Quoted passage:
++++++++++++++++++++

FLUX.1, the newest artificial intelligence (AI) image generator, is sparking a lot of buzz across social media after photos generated by the AI feature unprecedented realism that made netizens think twice at first glance.
Created by Germany-based startup Black Forest Labs, FLUX.1 is an open-source text-to-image AI model that generates close-up photos of men and women speaking at conferences with naturalistic hair, wrinkles, limbs, and skin.
The new technology rivals Adobe Firefly, Midjourney, DALL-E, and Stable Diffusion in AI image generation. However, unlike these systems, FLUX.1 is building itself as the lead in terms of photorealism.
All About FLUX.1
FLUX.1 is the flagship product of Black Forest Labs, an up-and-coming AI company established by former researchers and engineers at Stability AI, with a recent seed funding worth over $31 million from high-profile venture capitalists.
The company developed the model with a sophisticated architecture that combined transformer and diffusion techniques to achieve a parameter size of 12 billion. This count is significantly greater than the Stability Diffusion 3 models, which max to 8 billion only.
FLUX.1 is also undergoing optimization by flow matching and other training processes. However, Black Forest Labs has not disclosed the source of its training data.
It was rolled out on August 1 as an open-source AI image generator, just like Stable Diffusion, meaning users can access the model locally and through online platforms like Poe, Nightcafe, Hugging Face, Replicate, and Fal.
Moreover, FLUX.1 can be used through Freepik, a stock image website, as part of an AI toolbox.
Three versions are currently available—Pro, Dev, and Schnell. Clients interested in a commercial license can subscribe to the Pro version, while those eyeing the model for non-commercial use can avail themselves of the Dev version. Meanwhile, the Schnell, the German term for fast, offers a faster version of FLUX.1.
Photorealism at its finest, so far
AI image generators are known to render human hands, legs, and limbs inaccurately because of insufficient training data. This weakness has made it easier for people to recognize whether an image was made by AI or not.
Now, that has been made less easy, thanks to FLUX.1.
“All FLUX.1 model variants support a diverse range of aspect ratios and resolutions in 0.1 and 2.0 megapixels,” Black Forest Labs explained.
The use of XLab’s Low-Rank Adaptation (Lora), a fine-tuning script, also enhanced the details and the photorealism of the resulting AI images. Many of the viral photos credited to FLUX.1 were refined by pairing the model with Lora.
“These TEDx speakers aren’t real. They’re made with the new Flux realism LoRA. Flux is founded by the core engineers of Stable Diffusion. It’s crazy good,” an X user wrote in a post.
While this breakthrough offers a game-changing opportunity for stock photography and advertising, many users were still quick to point out the imperfections that expose the AI side of photorealistic images.
Looking closely, texts found in the photos are often big giveaways, as do some patterns, textures, and proportions. Nevertheless, these flaws are not as easily evident compared to previous versions.
Moving forward, the company plans to release a text-to-video generator that can compete against OpenAI’s Sora, Runway’s Gen-3 Alpha, and Kuaishou’s Kling. “Our video models will unlock precise creation and editing at high definition and unprecedented speed.”

++++++++++++++++++++

Extracted entries:
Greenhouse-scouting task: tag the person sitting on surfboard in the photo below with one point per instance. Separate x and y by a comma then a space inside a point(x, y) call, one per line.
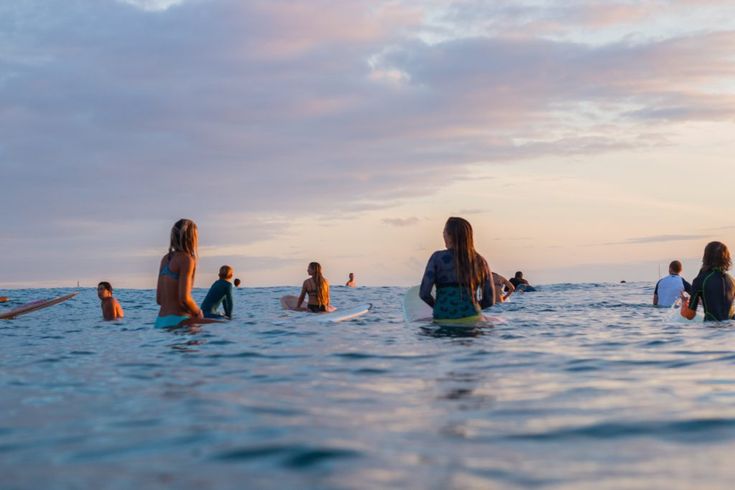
point(351, 283)
point(317, 287)
point(458, 273)
point(219, 294)
point(503, 288)
point(111, 309)
point(176, 278)
point(714, 286)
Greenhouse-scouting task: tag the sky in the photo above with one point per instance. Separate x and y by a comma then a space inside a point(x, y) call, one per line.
point(586, 141)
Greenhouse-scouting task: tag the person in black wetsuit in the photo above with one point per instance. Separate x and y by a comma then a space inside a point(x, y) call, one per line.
point(458, 273)
point(220, 294)
point(713, 286)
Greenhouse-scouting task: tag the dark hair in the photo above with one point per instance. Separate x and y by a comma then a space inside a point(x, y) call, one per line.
point(675, 266)
point(470, 272)
point(322, 293)
point(716, 256)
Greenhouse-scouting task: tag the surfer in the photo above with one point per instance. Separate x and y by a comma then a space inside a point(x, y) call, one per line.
point(176, 277)
point(714, 286)
point(669, 288)
point(518, 280)
point(503, 288)
point(351, 283)
point(317, 287)
point(458, 273)
point(220, 294)
point(111, 309)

++++++++++++++++++++

Your goal: Reproduce the FLUX.1 article between "The use of XLab’s" and "wrote in a post.", inclusive, substituting "widely shared photos" for "viral photos".

Exercise response:
The use of XLab’s Low-Rank Adaptation (Lora), a fine-tuning script, also enhanced the details and the photorealism of the resulting AI images. Many of the widely shared photos credited to FLUX.1 were refined by pairing the model with Lora.
“These TEDx speakers aren’t real. They’re made with the new Flux realism LoRA. Flux is founded by the core engineers of Stable Diffusion. It’s crazy good,” an X user wrote in a post.